··· DATA SUPPLIED

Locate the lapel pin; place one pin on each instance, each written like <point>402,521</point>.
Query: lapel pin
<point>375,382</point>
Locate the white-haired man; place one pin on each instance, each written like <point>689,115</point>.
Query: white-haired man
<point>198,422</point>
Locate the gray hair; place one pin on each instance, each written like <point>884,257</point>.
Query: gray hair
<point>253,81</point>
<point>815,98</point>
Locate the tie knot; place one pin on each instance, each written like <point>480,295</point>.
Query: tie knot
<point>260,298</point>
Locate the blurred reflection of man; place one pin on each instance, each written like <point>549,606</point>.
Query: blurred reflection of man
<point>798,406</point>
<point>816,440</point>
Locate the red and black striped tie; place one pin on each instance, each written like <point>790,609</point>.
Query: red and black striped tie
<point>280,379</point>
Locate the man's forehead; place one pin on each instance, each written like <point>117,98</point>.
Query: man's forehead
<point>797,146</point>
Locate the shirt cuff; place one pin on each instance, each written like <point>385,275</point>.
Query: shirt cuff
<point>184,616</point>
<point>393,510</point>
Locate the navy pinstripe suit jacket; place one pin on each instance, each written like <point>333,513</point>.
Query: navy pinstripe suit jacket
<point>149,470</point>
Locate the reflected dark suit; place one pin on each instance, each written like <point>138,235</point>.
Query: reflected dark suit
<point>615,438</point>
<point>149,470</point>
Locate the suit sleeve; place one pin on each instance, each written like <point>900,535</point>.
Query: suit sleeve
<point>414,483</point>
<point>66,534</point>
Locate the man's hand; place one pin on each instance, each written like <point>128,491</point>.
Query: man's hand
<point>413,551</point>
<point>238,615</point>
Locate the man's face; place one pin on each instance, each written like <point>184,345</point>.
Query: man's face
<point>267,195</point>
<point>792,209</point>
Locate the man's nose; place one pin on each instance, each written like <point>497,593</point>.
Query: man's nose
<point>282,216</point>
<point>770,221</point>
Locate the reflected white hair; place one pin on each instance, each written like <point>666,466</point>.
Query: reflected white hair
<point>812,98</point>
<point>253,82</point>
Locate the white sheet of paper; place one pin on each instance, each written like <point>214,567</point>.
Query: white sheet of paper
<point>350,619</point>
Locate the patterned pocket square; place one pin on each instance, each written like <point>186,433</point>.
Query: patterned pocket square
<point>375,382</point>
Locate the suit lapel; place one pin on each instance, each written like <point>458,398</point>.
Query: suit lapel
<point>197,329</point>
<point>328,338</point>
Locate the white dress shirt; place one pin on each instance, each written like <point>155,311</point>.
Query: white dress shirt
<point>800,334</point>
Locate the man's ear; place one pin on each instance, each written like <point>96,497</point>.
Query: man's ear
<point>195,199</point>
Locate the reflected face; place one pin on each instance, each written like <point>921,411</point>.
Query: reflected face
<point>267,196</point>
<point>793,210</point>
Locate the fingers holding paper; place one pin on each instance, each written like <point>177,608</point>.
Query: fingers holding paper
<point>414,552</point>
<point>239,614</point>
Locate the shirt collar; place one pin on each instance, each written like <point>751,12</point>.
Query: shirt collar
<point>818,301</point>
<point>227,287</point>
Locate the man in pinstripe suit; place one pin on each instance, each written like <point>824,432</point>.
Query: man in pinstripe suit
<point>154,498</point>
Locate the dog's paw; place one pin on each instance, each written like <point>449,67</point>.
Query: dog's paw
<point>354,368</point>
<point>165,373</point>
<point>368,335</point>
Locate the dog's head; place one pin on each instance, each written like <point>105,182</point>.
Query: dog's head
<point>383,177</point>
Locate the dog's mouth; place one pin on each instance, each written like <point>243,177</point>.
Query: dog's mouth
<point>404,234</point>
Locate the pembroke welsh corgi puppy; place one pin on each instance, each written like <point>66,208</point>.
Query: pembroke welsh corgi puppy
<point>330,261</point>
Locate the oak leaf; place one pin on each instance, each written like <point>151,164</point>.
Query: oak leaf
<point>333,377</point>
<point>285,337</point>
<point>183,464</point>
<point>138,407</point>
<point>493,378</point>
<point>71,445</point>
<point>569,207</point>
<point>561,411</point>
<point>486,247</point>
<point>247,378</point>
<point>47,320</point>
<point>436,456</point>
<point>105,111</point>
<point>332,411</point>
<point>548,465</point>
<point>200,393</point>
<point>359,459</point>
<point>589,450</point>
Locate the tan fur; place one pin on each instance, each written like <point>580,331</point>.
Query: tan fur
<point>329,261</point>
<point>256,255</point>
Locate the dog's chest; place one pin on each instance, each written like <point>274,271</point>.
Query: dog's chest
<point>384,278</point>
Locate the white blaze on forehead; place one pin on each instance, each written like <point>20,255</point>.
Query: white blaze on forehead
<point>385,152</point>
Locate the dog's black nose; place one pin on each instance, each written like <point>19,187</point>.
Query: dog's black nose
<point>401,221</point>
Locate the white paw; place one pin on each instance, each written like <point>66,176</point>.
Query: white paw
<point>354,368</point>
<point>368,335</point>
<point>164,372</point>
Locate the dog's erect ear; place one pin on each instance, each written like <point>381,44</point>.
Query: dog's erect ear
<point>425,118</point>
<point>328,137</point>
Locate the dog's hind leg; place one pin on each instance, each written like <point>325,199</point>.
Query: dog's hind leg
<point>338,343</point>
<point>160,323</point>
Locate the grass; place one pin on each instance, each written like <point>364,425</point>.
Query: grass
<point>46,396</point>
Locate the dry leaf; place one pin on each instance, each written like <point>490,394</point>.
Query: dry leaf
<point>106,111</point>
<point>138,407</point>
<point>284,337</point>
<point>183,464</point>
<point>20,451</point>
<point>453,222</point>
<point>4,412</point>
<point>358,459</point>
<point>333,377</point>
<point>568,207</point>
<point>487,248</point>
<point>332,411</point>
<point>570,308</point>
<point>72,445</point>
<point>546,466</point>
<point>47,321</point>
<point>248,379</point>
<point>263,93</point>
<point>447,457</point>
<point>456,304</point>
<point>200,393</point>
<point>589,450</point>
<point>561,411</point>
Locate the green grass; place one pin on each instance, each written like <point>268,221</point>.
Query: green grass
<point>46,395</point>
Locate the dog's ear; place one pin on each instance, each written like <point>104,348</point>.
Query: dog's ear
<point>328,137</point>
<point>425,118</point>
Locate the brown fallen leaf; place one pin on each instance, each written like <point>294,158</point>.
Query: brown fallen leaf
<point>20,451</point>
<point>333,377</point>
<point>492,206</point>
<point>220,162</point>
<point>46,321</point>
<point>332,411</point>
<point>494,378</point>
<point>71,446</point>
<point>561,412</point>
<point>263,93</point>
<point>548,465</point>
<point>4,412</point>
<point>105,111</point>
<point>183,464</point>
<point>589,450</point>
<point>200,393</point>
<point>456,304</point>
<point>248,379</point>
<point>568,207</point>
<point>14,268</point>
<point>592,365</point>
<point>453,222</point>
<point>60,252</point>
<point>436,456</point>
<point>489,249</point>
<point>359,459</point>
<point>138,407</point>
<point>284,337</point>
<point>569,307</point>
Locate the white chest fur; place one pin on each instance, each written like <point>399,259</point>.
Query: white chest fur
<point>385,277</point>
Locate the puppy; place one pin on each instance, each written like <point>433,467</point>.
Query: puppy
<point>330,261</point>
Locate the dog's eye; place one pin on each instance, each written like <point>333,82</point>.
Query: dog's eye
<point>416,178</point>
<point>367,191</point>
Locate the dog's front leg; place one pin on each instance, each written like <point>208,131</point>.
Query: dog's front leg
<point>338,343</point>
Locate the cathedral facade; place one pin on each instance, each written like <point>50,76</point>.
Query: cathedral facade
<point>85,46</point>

······

▸ **AIM**
Reproduce all of the data above, changing "place one pin on each instance" to "mark every occurrence with a single pin" wherever it occurs and leaving everything else unchanged.

▸ **SOLUTION FOR THIS TASK**
Locate the lapel pin; mark every occurrence with a single pin, each written like <point>402,521</point>.
Query: lapel pin
<point>375,382</point>
Locate the white-haired man; mark every occurrence with a single pin, each written like <point>689,115</point>.
Query: white-haired man
<point>198,422</point>
Locate the gray hair; mark every occurrence with a single pin, each written like <point>884,257</point>.
Query: gray hair
<point>253,81</point>
<point>815,98</point>
Locate the tie knot; mark every occurrence with a single pin, each written like <point>480,295</point>.
Query: tie knot
<point>260,298</point>
Locate the blurred reflection of man; mark every occurrence with a single pin, each written like <point>549,606</point>.
Query: blurred reflection of man
<point>798,406</point>
<point>816,440</point>
Locate the red and black striped tie; mark every occurrence with a single pin, each written like <point>790,609</point>.
Query: red and black striped tie
<point>280,379</point>
Locate the man's forehead; mark every occurrence with a single pin, each written like <point>117,98</point>.
Query: man's forehead
<point>797,146</point>
Locate the shirt cuff; mark every occurrence with a single pin, each written like <point>385,275</point>.
Query: shirt cuff
<point>184,616</point>
<point>393,510</point>
Locate the navy pinstripe suit jacket; mark every occurrence with a single pin, each written like <point>333,513</point>.
Query: navy pinstripe suit jacket
<point>149,470</point>
Locate the reflected dark suit; mark every occurrence with a single pin, each written like <point>138,235</point>.
Query: reflected dark suit
<point>615,438</point>
<point>149,470</point>
Locate the suit sleeve; mark every occurrence with a single pin, each written like <point>900,535</point>.
Query: suit sleeve
<point>414,483</point>
<point>66,534</point>
Locate the man's hand; mark every occurrence with a single pin, each written like <point>128,491</point>.
Query: man's hand
<point>413,551</point>
<point>238,615</point>
Locate the man's face; mark every occurrence with a single pin, each written like <point>184,345</point>.
Query: man's face
<point>267,195</point>
<point>792,209</point>
Locate the man's nose; mark every occurrence with a single pin, each written like <point>497,593</point>.
Query: man's nose
<point>282,216</point>
<point>770,221</point>
Locate the reflected white hair; mark every occurrence with a single pin, each written like <point>666,466</point>.
Query: reflected white hair
<point>812,98</point>
<point>253,82</point>
Locate the white sheet of paper; mark every occurrence with a single pin, each written like <point>214,567</point>.
Query: white sheet of paper
<point>350,619</point>
Locate the patterned pocket square; mark every occurrence with a single pin, each written like <point>186,433</point>.
Query: patterned pocket square
<point>375,382</point>
Locate the suit lapel; mark every occurrence with a single pin, each written like <point>458,398</point>.
Query: suit lapel
<point>197,329</point>
<point>328,338</point>
Locate the white dress shirt; mark every occurrence with a single pin, each written like <point>155,311</point>.
Query: white dress shirt
<point>800,334</point>
Locate the man's ear; mark every occurrence with a single pin, each written like <point>96,497</point>.
Query: man's ear
<point>195,199</point>
Locate the reflected face; mark every occurrence with a single pin, each written like <point>921,411</point>.
Query: reflected face
<point>267,196</point>
<point>793,210</point>
Locate the fingers holding paper; mark every occurrence with a single pin, each written like <point>177,608</point>.
Query: fingers holding paper
<point>414,552</point>
<point>239,614</point>
Locate the shirt collar; mark every occurrence with a single pin, each written like <point>751,12</point>.
Query: shirt collar
<point>818,301</point>
<point>227,287</point>
Locate the man in pinstripe suit; mark every occurrence with a single pin, each written like <point>824,432</point>.
Query: man in pinstripe suit
<point>154,498</point>
Locate the dog's paw; mark every occurrence with a single pin, each written like <point>449,67</point>.
Query: dog's paw
<point>354,368</point>
<point>165,373</point>
<point>368,335</point>
Locate the dog's head; mark every occurrence with a single pin, each written like <point>105,182</point>.
Query: dog's head
<point>383,177</point>
Locate the dog's mouth; mark every occurrence with a single pin, each written like <point>243,177</point>.
Query: dog's mouth
<point>404,234</point>
Locate the pembroke welsh corgi puppy; mark every occurrence with a single pin, each written like <point>66,208</point>.
Query: pembroke welsh corgi puppy
<point>330,261</point>
Locate the oak leaf; mark every occurrence with a single pin, each written like <point>151,164</point>.
Query: oak leaf
<point>333,377</point>
<point>285,337</point>
<point>183,464</point>
<point>138,407</point>
<point>493,378</point>
<point>71,445</point>
<point>569,207</point>
<point>561,411</point>
<point>486,247</point>
<point>247,378</point>
<point>47,320</point>
<point>436,456</point>
<point>105,111</point>
<point>332,411</point>
<point>548,465</point>
<point>200,393</point>
<point>359,459</point>
<point>589,450</point>
Locate the tan fur; mark every occurrence with a single pin, each written like <point>580,331</point>.
Query: tan fur
<point>329,261</point>
<point>256,255</point>
Locate the dog's chest; mark every occurrence with a single pin, each written like <point>274,271</point>.
Query: dog's chest
<point>384,278</point>
Locate the white blaze on forehead; mark every occurrence with a single pin, each written like <point>20,255</point>.
Query: white blaze on forehead
<point>385,152</point>
Locate the dog's black nose; mark every occurrence with a single pin, each written like <point>19,187</point>.
Query: dog's black nose
<point>401,221</point>
Locate the white paw; mark every occurrence with a single pin, each written like <point>66,176</point>.
Query: white paw
<point>354,368</point>
<point>368,335</point>
<point>164,372</point>
Locate the dog's erect ear; mark every occurrence with a single pin, each written like <point>381,44</point>.
Query: dog's erect ear
<point>425,118</point>
<point>328,137</point>
Locate the dog's hind leg; mark every occurrence with a single pin, each written like <point>325,199</point>.
Query: dog's hind leg
<point>338,343</point>
<point>160,323</point>
Locate the grass; mark every occurrence with a single pin, each written like <point>364,425</point>.
Query: grass
<point>46,396</point>
Locate the dry leaf; mark every occurrence with a single pin, each written like <point>490,394</point>.
Query: dry leaf
<point>106,111</point>
<point>138,407</point>
<point>284,337</point>
<point>183,464</point>
<point>20,451</point>
<point>453,222</point>
<point>4,412</point>
<point>358,459</point>
<point>333,377</point>
<point>568,207</point>
<point>487,248</point>
<point>332,411</point>
<point>570,308</point>
<point>72,445</point>
<point>546,466</point>
<point>47,321</point>
<point>248,379</point>
<point>263,93</point>
<point>447,457</point>
<point>456,304</point>
<point>200,393</point>
<point>589,450</point>
<point>561,411</point>
Locate the green grass; mark every occurrence with a single pin, each written like <point>268,221</point>.
Query: green grass
<point>46,395</point>
Locate the dog's ear; mark every occurrence with a single pin, each written like <point>104,348</point>.
Query: dog's ear
<point>328,137</point>
<point>425,118</point>
Locate the brown fallen leaf; mark every occurrence with a single pin, each written like <point>294,158</point>.
Query: brown fallen leaf
<point>20,451</point>
<point>333,377</point>
<point>492,206</point>
<point>220,162</point>
<point>46,321</point>
<point>332,411</point>
<point>494,378</point>
<point>71,446</point>
<point>561,412</point>
<point>263,93</point>
<point>548,465</point>
<point>4,412</point>
<point>105,111</point>
<point>183,464</point>
<point>589,450</point>
<point>200,393</point>
<point>456,304</point>
<point>248,379</point>
<point>568,207</point>
<point>14,268</point>
<point>592,365</point>
<point>453,222</point>
<point>60,252</point>
<point>436,456</point>
<point>489,249</point>
<point>359,459</point>
<point>138,407</point>
<point>284,337</point>
<point>569,307</point>
Locate the white chest fur; mark every occurrence with a single pin, each written like <point>399,259</point>.
Query: white chest fur
<point>385,277</point>
Locate the puppy; mark every occurrence with a single pin, each written like <point>433,467</point>.
Query: puppy
<point>330,261</point>
Locate the dog's eye; mark every occurrence with a single pin, each written like <point>333,82</point>.
Query: dog's eye
<point>416,178</point>
<point>367,191</point>
Locate the dog's front leg; mark every occurrence with a single pin, each written like <point>208,131</point>.
Query: dog's front leg
<point>338,343</point>
Locate the cathedral facade; mark every occurrence with a single pin, each written like <point>50,76</point>.
Query: cathedral facade
<point>85,46</point>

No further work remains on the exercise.